### Data for this exercise
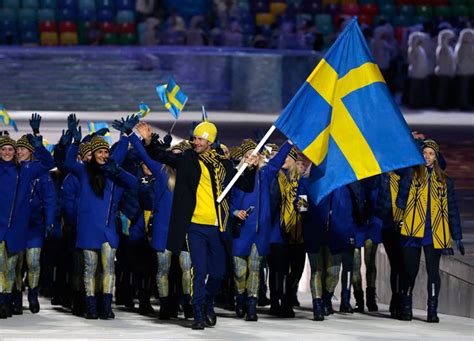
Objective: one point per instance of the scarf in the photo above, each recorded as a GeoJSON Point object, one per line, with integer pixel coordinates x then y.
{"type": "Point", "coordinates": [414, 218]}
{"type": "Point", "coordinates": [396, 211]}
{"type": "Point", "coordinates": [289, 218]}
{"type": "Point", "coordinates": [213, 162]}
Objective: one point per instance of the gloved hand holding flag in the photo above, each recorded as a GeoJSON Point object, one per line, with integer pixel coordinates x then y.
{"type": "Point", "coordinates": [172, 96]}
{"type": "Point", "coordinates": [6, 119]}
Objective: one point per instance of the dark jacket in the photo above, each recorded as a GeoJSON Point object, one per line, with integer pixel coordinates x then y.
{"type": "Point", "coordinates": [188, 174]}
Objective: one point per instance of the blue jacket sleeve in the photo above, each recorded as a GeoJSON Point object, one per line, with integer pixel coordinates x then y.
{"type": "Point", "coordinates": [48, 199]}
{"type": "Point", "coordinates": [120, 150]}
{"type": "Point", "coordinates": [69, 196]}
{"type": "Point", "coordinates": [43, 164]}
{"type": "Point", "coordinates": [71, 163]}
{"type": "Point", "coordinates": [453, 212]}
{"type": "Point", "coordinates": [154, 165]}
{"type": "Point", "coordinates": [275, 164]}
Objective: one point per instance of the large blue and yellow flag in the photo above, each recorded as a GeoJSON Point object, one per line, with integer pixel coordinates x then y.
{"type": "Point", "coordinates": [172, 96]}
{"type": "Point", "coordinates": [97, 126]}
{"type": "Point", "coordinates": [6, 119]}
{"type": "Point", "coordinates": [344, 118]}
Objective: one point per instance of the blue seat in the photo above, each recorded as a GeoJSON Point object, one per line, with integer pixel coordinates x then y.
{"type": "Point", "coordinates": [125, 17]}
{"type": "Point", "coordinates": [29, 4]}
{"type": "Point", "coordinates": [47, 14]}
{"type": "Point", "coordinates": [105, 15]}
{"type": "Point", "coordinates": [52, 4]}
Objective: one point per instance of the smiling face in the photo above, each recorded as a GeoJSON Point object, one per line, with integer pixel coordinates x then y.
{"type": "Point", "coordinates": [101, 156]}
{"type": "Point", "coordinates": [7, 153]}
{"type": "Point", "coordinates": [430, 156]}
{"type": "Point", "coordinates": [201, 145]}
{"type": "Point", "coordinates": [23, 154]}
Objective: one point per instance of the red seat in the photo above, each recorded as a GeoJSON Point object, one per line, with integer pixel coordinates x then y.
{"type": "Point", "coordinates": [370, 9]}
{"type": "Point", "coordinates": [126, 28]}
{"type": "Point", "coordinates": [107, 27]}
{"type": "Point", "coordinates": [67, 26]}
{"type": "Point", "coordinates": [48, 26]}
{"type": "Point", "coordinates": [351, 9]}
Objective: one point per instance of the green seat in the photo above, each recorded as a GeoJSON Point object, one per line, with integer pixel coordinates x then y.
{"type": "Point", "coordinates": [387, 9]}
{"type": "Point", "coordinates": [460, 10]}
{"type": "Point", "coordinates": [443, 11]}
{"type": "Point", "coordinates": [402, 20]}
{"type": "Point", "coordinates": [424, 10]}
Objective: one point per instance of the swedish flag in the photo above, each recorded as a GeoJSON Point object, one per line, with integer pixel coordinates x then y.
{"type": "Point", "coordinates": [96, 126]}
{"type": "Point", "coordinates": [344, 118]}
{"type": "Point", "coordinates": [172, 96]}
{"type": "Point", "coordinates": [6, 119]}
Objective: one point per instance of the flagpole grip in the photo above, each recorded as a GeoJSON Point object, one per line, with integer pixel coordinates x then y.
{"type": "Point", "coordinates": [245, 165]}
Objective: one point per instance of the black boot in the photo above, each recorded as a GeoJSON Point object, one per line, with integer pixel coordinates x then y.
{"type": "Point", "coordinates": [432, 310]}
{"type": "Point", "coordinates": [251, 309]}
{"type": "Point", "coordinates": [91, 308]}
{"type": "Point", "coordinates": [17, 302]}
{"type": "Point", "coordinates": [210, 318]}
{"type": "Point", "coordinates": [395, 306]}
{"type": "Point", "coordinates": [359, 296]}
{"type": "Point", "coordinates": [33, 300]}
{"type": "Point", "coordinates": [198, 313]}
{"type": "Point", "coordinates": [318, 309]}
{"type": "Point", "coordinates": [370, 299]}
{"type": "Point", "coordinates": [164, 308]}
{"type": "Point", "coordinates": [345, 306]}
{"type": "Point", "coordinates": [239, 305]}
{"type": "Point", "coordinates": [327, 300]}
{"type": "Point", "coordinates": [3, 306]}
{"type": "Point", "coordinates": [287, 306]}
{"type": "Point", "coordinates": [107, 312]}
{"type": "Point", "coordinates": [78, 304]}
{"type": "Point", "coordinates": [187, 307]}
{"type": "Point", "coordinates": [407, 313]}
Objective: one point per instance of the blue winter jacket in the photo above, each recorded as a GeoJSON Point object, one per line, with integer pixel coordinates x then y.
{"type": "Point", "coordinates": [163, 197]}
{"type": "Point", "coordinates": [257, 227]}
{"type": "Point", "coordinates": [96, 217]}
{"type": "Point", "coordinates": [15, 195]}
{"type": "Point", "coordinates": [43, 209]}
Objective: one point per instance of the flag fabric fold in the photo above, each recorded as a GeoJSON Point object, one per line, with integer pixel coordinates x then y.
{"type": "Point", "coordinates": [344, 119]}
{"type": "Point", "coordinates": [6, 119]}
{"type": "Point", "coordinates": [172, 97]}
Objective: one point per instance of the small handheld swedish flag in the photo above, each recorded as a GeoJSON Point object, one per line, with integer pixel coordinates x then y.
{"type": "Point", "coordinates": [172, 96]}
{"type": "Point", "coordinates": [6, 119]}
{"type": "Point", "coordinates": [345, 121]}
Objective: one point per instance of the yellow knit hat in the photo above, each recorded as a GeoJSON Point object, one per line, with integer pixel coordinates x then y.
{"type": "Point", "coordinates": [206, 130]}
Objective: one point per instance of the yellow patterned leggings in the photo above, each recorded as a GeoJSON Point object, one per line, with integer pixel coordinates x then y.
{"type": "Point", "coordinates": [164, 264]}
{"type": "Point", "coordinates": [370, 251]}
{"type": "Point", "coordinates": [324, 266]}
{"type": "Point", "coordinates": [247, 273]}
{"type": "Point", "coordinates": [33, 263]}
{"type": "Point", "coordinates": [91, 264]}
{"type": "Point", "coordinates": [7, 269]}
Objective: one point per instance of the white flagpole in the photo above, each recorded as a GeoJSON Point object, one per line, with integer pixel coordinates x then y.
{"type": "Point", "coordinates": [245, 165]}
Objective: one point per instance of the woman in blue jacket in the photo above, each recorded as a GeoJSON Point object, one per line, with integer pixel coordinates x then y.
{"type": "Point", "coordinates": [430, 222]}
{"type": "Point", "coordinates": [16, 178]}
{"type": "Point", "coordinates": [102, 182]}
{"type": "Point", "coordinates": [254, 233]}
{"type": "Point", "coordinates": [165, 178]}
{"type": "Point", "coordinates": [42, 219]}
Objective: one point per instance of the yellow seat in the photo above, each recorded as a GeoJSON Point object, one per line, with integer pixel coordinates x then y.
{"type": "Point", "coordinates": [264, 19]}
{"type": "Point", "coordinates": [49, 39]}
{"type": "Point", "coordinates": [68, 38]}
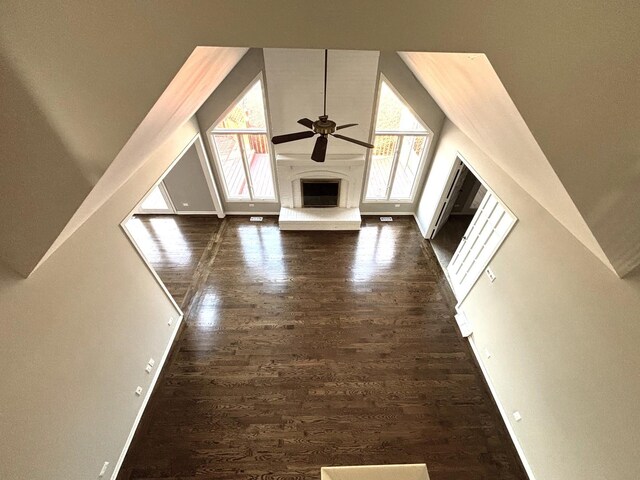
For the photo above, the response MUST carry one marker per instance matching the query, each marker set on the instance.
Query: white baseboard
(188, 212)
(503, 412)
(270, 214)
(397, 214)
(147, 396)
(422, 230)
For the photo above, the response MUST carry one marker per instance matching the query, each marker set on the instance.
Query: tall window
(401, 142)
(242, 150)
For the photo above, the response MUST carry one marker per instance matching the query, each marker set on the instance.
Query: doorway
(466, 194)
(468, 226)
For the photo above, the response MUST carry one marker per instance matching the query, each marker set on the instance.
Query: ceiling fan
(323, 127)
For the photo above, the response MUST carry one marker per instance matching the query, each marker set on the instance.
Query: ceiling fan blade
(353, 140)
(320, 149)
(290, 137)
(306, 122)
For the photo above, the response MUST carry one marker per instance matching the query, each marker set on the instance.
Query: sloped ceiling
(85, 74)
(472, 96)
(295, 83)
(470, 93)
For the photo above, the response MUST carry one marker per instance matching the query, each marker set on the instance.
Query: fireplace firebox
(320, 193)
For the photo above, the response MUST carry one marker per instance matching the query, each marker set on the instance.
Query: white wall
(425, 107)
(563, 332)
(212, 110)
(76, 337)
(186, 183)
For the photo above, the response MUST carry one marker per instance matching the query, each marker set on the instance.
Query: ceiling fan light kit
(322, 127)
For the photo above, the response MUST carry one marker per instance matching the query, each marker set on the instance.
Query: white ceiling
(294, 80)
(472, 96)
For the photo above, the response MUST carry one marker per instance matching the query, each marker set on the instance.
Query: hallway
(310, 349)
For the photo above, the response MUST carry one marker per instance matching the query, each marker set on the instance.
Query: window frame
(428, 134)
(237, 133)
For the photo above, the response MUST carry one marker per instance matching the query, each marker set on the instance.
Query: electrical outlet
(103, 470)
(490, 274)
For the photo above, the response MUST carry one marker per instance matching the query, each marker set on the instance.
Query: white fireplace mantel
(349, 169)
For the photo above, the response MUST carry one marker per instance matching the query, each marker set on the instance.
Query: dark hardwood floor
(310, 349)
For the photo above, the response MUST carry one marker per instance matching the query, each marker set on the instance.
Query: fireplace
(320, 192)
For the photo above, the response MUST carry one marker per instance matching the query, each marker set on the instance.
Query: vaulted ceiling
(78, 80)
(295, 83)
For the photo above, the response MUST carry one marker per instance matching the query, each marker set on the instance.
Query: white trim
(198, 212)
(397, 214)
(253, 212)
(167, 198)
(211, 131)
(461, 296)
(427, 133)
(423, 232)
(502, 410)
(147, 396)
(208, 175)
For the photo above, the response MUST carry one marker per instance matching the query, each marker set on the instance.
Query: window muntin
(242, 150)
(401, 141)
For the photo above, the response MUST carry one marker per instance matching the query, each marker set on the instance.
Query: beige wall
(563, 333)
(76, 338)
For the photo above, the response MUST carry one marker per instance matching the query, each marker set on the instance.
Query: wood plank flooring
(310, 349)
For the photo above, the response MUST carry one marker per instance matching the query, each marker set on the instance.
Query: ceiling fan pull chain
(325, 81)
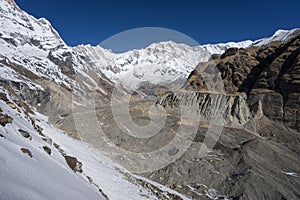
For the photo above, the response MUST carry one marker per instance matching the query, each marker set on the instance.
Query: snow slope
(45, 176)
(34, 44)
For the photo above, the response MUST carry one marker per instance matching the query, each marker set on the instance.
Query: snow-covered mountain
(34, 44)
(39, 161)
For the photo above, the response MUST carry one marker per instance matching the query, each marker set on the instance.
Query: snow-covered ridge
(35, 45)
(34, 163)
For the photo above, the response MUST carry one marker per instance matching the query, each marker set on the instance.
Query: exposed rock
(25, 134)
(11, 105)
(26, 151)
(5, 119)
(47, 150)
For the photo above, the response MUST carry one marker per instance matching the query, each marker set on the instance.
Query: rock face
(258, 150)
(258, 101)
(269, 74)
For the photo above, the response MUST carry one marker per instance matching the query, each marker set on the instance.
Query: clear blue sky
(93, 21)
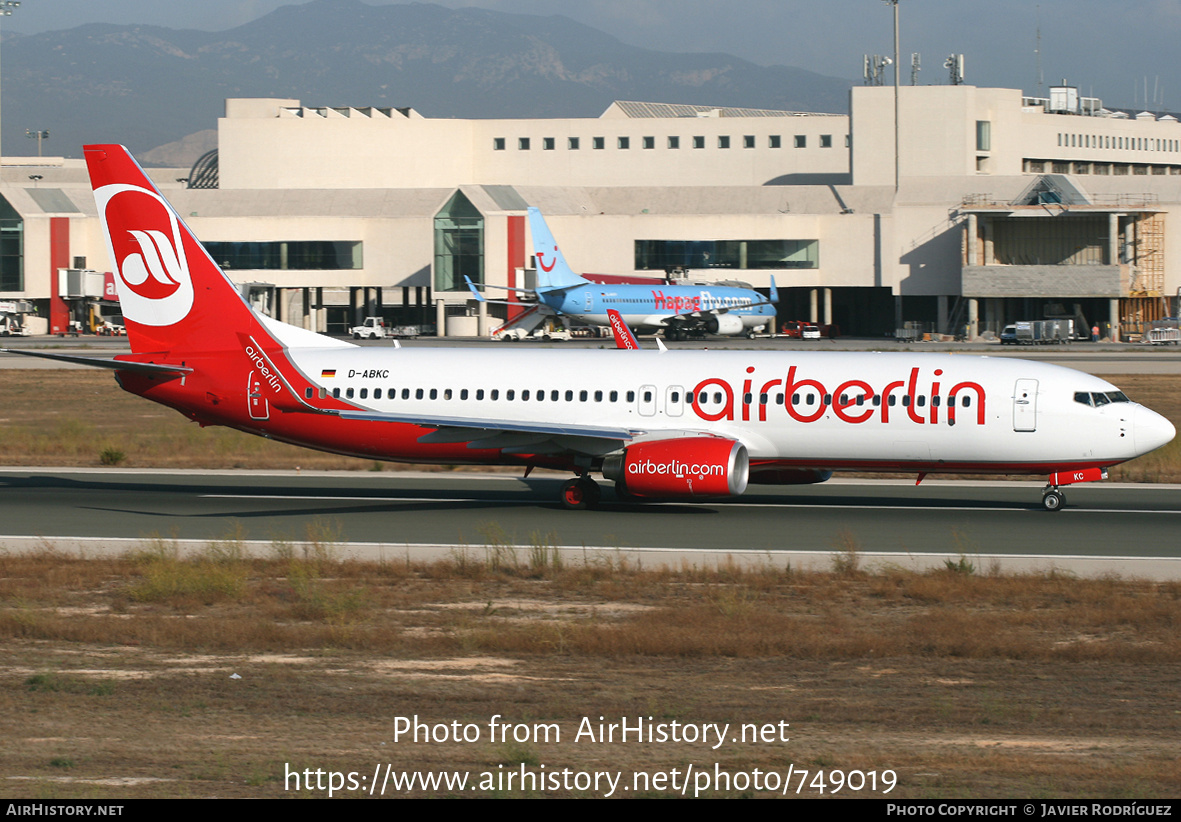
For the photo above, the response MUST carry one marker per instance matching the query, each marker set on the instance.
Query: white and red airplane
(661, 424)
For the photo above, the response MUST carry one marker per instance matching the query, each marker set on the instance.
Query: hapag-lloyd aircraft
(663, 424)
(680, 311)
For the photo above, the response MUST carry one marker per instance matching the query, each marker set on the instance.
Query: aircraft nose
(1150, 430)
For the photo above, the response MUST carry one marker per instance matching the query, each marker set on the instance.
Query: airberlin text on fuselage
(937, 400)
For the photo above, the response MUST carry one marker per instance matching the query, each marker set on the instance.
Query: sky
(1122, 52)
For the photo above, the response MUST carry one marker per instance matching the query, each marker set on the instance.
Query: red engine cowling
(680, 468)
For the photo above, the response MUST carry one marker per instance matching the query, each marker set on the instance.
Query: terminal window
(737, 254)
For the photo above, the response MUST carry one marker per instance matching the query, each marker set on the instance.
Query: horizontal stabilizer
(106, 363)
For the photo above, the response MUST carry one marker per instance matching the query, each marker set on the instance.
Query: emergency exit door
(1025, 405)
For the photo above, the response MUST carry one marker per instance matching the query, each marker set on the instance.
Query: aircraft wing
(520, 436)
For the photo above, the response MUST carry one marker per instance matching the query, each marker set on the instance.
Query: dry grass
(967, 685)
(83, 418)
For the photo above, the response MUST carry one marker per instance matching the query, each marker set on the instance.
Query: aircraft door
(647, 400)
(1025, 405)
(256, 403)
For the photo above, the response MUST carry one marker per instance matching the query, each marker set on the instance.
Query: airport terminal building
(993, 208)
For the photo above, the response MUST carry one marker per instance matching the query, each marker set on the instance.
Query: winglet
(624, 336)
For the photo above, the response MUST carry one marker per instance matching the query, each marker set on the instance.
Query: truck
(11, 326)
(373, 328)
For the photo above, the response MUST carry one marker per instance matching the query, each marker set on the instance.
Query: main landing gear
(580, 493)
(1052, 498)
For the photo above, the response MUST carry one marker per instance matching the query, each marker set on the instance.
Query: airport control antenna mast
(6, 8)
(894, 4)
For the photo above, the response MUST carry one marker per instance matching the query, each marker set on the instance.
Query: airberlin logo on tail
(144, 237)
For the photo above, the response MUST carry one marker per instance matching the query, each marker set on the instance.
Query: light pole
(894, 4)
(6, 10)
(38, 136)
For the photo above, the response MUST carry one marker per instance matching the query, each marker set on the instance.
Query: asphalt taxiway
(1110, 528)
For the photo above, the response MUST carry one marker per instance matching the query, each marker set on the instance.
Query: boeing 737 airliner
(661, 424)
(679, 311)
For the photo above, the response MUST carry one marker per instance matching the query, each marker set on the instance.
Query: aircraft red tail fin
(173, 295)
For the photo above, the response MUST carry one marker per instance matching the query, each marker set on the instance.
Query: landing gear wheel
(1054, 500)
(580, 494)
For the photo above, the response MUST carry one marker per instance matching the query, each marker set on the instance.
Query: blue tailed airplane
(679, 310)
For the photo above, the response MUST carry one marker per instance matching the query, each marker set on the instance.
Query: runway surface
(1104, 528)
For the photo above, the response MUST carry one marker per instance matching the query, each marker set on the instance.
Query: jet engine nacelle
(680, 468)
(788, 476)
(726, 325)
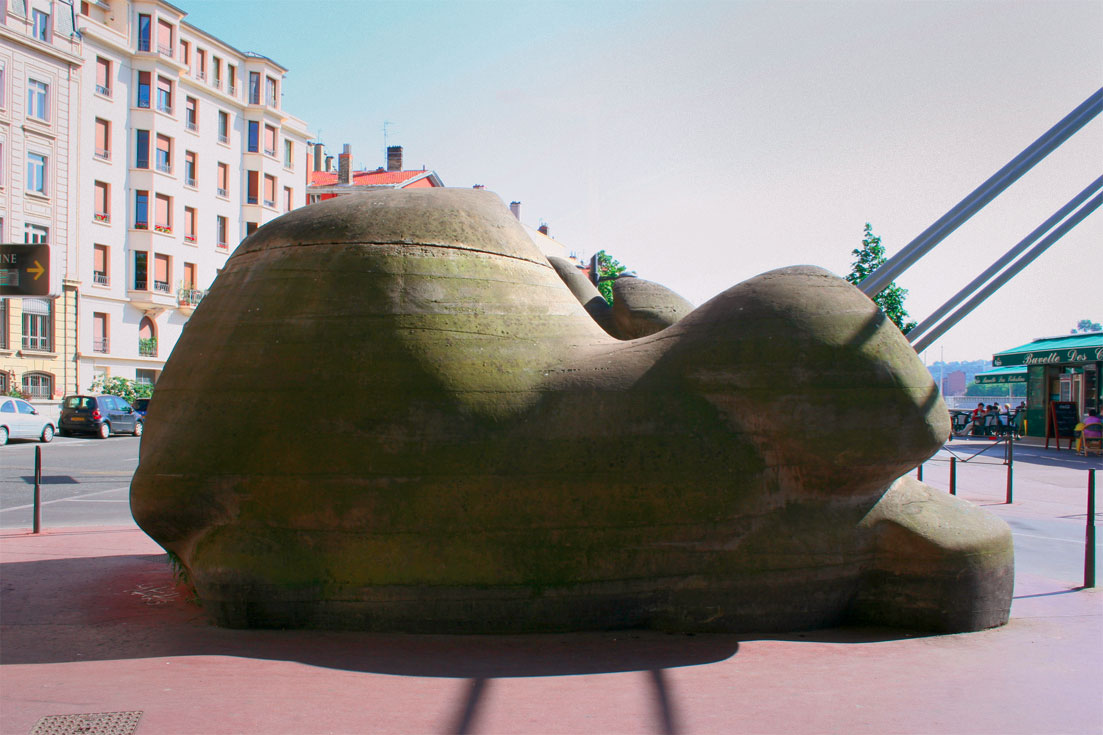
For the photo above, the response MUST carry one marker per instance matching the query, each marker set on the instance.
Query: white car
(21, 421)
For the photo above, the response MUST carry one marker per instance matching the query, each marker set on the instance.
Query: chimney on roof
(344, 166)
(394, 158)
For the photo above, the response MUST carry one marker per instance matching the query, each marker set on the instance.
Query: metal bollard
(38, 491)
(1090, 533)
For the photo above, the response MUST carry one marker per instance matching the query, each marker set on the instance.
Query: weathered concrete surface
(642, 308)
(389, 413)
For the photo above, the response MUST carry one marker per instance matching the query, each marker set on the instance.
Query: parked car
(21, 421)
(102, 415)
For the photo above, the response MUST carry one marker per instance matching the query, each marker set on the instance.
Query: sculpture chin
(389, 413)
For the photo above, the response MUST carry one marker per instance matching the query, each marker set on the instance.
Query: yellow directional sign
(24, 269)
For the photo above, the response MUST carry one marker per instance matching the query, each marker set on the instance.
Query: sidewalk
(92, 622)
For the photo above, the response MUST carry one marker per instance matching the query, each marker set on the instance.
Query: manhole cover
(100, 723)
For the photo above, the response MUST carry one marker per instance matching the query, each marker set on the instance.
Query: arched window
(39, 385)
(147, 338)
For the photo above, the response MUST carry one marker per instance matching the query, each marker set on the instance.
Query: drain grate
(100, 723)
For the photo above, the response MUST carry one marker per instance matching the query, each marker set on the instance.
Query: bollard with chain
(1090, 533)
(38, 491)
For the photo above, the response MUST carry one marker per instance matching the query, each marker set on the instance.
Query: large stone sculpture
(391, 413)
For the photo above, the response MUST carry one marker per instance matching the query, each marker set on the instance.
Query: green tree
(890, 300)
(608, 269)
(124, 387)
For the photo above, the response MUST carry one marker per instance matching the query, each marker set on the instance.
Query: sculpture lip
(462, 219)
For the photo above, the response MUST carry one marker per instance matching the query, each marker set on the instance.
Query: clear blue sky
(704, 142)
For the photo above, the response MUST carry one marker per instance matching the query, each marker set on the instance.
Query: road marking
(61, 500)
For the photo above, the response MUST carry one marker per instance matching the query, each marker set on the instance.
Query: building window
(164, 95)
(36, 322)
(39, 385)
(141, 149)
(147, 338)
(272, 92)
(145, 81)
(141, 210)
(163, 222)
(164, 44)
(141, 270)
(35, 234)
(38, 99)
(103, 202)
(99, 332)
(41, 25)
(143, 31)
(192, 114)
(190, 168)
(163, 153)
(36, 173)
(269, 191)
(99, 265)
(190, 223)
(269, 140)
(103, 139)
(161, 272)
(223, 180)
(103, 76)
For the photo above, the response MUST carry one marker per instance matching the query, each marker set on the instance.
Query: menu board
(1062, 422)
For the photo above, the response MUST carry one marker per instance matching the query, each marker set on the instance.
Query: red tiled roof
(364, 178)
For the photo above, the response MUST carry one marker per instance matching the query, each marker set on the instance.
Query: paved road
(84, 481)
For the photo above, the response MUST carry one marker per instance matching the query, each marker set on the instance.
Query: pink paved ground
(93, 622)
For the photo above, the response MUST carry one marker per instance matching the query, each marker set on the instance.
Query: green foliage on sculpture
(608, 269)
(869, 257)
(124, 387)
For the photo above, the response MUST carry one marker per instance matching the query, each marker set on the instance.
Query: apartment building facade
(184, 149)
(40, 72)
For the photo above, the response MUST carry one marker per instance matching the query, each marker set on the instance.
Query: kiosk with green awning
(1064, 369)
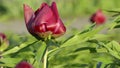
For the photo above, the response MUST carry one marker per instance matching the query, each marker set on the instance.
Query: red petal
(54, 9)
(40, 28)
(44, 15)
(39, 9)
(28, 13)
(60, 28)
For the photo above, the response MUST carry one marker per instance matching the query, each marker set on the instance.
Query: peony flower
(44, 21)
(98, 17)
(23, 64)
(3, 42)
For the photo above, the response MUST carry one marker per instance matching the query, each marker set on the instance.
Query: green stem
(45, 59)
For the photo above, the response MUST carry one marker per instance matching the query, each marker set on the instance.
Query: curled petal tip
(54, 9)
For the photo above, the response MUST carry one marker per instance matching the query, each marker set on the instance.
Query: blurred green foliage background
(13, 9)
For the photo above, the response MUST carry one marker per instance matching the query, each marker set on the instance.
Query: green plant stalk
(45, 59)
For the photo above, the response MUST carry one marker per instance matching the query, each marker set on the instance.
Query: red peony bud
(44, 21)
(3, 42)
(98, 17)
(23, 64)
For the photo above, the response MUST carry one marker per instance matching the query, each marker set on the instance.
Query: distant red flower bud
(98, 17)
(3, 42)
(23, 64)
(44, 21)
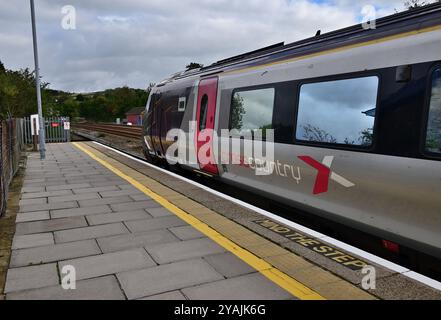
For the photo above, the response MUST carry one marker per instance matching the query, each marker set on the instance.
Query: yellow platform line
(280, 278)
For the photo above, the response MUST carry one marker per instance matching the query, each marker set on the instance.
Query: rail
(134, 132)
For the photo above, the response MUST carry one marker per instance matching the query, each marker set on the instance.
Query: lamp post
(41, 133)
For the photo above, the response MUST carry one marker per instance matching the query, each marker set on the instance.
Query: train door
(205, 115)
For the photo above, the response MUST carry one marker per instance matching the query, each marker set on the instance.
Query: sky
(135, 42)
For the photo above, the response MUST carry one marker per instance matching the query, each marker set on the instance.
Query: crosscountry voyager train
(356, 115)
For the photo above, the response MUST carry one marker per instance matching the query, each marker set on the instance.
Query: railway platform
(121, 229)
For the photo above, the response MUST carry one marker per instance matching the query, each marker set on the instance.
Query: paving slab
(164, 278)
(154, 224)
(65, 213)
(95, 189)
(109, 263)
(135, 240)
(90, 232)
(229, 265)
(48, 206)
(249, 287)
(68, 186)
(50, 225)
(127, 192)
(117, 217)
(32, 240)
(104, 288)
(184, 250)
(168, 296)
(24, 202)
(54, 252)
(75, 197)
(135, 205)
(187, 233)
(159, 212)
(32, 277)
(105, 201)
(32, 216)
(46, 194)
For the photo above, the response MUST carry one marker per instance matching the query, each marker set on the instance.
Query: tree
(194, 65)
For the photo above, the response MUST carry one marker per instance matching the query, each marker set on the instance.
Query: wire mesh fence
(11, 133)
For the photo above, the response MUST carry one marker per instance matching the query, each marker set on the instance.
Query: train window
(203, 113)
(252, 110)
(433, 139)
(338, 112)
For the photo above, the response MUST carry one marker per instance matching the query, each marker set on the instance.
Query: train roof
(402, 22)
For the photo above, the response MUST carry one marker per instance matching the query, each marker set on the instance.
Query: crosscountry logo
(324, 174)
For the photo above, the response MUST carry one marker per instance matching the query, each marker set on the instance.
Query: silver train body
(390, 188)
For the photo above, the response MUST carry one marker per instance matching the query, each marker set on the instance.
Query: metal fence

### Task prompt
Take the line containing "Query: silver train body" as the start and the last line of the data as the end, and reproduce that range exactly.

### Solution
Query: silver train body
(390, 188)
For the photo above, the response MUST carry one marker per instance matching the query, each marker set on the instance.
Query: metal fence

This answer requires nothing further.